▶ _ARTICLE_:
----------------------------------------
This desolate Georgia highway is swallowed in kudzu. Deep green vines have overtaken acres of pines. The avalanches of leaves spill into ditches.
I don’t hate kudzu. Certainly, I know it’s a noxious weed. But so are white clovers and creeping thistles, and I kind of like them, too. Also, I’ve always wondered why we call some flowers weeds but not others.
I will forever remember one childhood summer, when I planted purple kudzu flowers into a shoebox of potting soil, purely out of curiosity. Afterwhich the Baptist Women’s Bible Study Brigade sentenced me to public execution.
Kudzu was the devil’s work, they said. I never got a fair trial.
This road is the perfect place to see flowering vines that grow in all directions, like nests of copperheads, swallowing everything. I’ll bet if vehicles quit driving this route the vines would eat the old highway.
Kudzu has a bad name, so I’ve always been forced to admire it in secret. To me, the flowers look like something from Eden, and a hillside of leaves is beautiful.
I sincerely hope the ladies’ Bible study group isn’t reading this.
The Japanese vine was officially introduced to the U.S. at Philadelphia’s World’s Fair in 1876. This was the same fair that unveiled an enormous iron-and-copper French sculpture that would later be nicknamed “the Statue of Liberty.”
The Japanese pavilion displayed exotic East Asian things like ceramics, archeological artifacts, Japanese magnolias, cinnamon-bark crepe myrtles, and a floor show featuring Tony Orlando.
Also, a small decorative vine with a purple flower.
----------------------------------------
▶ _DATA ENTRIES_:
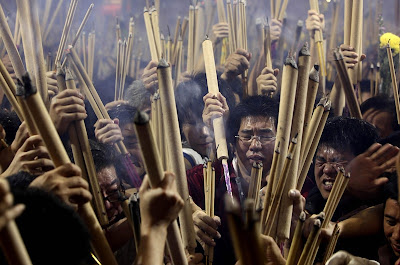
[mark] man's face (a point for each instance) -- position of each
(327, 162)
(382, 120)
(109, 186)
(198, 135)
(131, 143)
(253, 150)
(391, 225)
----------------------------------------
▶ _PROBLEMS TO SOLVE_:
A – In the kudzu essay, where and in what year was the vine officially introduced to the U.S.?
B – Write out everything from "I don’t hate" down to "leaves is beautiful." in the kudzu essay, and swap "flowers" for "blossoms" each time it occurs.

▶ _IN RESPONSE_:
A – At Philadelphia’s World’s Fair in 1876.

B –
I don’t hate kudzu. Certainly, I know it’s a noxious weed. But so are white clovers and creeping thistles, and I kind of like them, too. Also, I’ve always wondered why we call some blossoms weeds but not others.
I will forever remember one childhood summer, when I planted purple kudzu blossoms into a shoebox of potting soil, purely out of curiosity. Afterwhich the Baptist Women’s Bible Study Brigade sentenced me to public execution.
Kudzu was the devil’s work, they said. I never got a fair trial.
This road is the perfect place to see flowering vines that grow in all directions, like nests of copperheads, swallowing everything. I’ll bet if vehicles quit driving this route the vines would eat the old highway.
Kudzu has a bad name, so I’ve always been forced to admire it in secret. To me, the blossoms look like something from Eden, and a hillside of leaves is beautiful.